- YOUR OBJECTIVE -
Gather each line from the rows below that contains the word "sign", and copy every such line without changes.

- ROWS -
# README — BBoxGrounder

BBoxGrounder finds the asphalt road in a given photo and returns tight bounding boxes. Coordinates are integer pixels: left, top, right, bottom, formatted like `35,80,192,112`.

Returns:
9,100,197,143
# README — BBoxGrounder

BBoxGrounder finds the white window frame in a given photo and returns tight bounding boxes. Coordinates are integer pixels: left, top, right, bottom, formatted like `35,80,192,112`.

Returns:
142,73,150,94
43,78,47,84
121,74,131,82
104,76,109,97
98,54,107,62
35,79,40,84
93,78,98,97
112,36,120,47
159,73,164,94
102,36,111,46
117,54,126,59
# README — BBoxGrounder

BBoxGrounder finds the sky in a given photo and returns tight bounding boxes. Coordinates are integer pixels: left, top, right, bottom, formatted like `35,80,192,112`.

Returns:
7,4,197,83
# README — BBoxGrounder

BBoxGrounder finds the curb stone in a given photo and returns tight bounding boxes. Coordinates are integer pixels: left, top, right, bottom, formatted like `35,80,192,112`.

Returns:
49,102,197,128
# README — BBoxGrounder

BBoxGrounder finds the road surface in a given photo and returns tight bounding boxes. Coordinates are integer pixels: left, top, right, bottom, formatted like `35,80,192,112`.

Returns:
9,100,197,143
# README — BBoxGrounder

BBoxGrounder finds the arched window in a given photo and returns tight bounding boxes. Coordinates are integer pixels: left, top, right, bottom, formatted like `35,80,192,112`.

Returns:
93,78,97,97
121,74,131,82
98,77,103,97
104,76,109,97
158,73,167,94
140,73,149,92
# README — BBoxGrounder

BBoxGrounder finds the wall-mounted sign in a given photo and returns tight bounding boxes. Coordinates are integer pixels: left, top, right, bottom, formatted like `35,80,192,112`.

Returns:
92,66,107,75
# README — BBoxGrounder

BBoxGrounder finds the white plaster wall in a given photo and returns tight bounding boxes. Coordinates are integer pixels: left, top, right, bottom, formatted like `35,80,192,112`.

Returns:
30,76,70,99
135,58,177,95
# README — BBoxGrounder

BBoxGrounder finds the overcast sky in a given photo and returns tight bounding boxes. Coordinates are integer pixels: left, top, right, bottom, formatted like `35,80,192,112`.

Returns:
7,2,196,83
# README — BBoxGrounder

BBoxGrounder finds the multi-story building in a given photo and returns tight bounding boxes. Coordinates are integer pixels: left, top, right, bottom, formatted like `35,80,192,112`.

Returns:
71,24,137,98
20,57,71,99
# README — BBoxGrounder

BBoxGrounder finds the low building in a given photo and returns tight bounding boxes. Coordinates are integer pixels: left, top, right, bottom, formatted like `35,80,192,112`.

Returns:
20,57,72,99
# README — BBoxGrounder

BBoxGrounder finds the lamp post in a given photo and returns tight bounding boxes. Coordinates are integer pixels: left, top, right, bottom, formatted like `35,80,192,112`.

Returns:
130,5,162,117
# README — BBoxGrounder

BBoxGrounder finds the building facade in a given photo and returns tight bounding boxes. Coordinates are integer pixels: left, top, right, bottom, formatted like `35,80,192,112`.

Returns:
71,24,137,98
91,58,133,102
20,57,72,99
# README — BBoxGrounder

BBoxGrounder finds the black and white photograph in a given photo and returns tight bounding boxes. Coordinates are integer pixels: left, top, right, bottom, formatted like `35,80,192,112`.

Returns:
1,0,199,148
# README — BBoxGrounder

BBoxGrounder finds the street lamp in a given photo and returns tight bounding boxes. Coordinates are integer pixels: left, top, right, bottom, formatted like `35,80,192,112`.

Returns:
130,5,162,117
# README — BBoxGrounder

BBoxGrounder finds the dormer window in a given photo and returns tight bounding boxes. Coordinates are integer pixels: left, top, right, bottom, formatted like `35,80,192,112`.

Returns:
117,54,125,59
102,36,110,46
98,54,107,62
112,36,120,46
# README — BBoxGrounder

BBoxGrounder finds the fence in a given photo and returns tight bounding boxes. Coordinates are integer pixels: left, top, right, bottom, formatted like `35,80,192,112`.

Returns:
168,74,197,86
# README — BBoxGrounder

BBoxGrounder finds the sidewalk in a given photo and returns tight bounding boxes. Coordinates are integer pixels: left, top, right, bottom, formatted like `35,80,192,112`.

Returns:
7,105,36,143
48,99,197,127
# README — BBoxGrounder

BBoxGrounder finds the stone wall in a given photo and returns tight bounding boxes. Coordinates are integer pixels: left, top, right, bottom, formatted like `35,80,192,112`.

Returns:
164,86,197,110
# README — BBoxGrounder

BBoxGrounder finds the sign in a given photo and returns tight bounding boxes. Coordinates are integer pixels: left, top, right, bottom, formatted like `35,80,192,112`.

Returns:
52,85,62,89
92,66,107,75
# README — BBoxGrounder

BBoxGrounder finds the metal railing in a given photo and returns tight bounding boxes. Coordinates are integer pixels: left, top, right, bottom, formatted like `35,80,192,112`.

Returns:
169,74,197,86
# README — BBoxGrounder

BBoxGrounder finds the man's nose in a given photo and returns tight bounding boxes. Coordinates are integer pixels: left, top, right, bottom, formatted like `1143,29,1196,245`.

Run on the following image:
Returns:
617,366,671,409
...
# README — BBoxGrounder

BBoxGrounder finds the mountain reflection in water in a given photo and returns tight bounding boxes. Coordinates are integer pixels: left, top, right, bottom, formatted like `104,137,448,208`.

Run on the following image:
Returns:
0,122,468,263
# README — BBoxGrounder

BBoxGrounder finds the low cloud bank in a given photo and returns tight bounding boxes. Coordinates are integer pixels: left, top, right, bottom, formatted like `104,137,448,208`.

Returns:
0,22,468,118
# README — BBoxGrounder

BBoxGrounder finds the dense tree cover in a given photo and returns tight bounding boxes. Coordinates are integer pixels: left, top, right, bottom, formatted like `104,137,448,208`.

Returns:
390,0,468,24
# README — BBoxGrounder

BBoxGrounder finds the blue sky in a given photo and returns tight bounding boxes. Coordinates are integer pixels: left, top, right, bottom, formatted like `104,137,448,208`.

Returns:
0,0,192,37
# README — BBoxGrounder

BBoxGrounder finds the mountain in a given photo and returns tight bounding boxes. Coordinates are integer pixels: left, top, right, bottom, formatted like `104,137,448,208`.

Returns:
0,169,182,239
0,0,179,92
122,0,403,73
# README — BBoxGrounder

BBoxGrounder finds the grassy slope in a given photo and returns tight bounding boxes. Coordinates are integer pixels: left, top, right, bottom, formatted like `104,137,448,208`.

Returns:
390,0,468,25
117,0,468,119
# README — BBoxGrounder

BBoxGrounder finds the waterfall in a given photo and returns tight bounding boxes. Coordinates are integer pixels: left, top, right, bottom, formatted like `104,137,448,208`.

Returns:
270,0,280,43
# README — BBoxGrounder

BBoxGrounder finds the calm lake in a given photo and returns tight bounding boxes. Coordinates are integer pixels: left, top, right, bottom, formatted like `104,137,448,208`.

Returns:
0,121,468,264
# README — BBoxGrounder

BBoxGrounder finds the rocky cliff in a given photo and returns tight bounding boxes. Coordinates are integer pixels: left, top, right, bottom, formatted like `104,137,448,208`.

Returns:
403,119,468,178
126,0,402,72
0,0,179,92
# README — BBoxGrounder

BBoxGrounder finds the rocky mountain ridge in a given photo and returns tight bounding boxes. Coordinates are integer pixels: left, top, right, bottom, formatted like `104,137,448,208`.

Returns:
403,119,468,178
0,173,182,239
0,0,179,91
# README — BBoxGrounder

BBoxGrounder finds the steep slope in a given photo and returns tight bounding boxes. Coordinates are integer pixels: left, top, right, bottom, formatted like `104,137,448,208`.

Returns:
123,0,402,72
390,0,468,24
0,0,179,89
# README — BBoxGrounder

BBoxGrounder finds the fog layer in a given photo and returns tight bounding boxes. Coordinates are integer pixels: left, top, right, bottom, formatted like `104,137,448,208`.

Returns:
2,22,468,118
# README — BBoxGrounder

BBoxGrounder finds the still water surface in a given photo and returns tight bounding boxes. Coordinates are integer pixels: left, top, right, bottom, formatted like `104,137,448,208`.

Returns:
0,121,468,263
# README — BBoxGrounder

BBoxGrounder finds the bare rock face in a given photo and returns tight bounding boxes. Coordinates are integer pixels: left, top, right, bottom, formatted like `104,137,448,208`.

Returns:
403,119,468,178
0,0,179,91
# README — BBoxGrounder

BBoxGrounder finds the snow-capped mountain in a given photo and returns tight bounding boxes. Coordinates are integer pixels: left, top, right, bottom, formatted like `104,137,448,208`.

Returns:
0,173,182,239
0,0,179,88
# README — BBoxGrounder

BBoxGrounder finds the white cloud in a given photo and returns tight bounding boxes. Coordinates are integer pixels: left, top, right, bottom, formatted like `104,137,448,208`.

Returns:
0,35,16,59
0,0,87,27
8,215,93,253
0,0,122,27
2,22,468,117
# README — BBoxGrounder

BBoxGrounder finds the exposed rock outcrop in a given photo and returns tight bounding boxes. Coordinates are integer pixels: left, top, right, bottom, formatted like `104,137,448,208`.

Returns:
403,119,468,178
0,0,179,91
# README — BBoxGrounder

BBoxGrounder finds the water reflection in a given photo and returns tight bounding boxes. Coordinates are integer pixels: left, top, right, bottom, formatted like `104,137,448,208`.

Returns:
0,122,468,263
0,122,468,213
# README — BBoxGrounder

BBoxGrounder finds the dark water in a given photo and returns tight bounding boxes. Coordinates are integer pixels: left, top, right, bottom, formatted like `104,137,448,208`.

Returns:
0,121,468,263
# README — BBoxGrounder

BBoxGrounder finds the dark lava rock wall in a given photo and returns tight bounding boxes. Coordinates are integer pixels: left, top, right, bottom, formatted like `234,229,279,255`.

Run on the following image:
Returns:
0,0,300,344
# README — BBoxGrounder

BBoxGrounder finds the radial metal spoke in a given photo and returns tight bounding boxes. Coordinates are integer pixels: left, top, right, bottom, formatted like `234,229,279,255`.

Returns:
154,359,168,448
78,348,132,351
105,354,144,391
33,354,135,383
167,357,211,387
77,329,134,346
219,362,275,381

- RESPONSE TO THE TASK -
BBoxGrounder finds the wall-mounted sign in a given photo and returns tight bounding boxes. Coordinates are integer pixels: left, top, right, bottom, formatted like `35,80,192,112`.
BBoxGrounder finds the sign in a given photo and returns tight bounding boxes. Coordinates are integer pixels: left, top, right, bottom, formatted like `35,80,192,112`.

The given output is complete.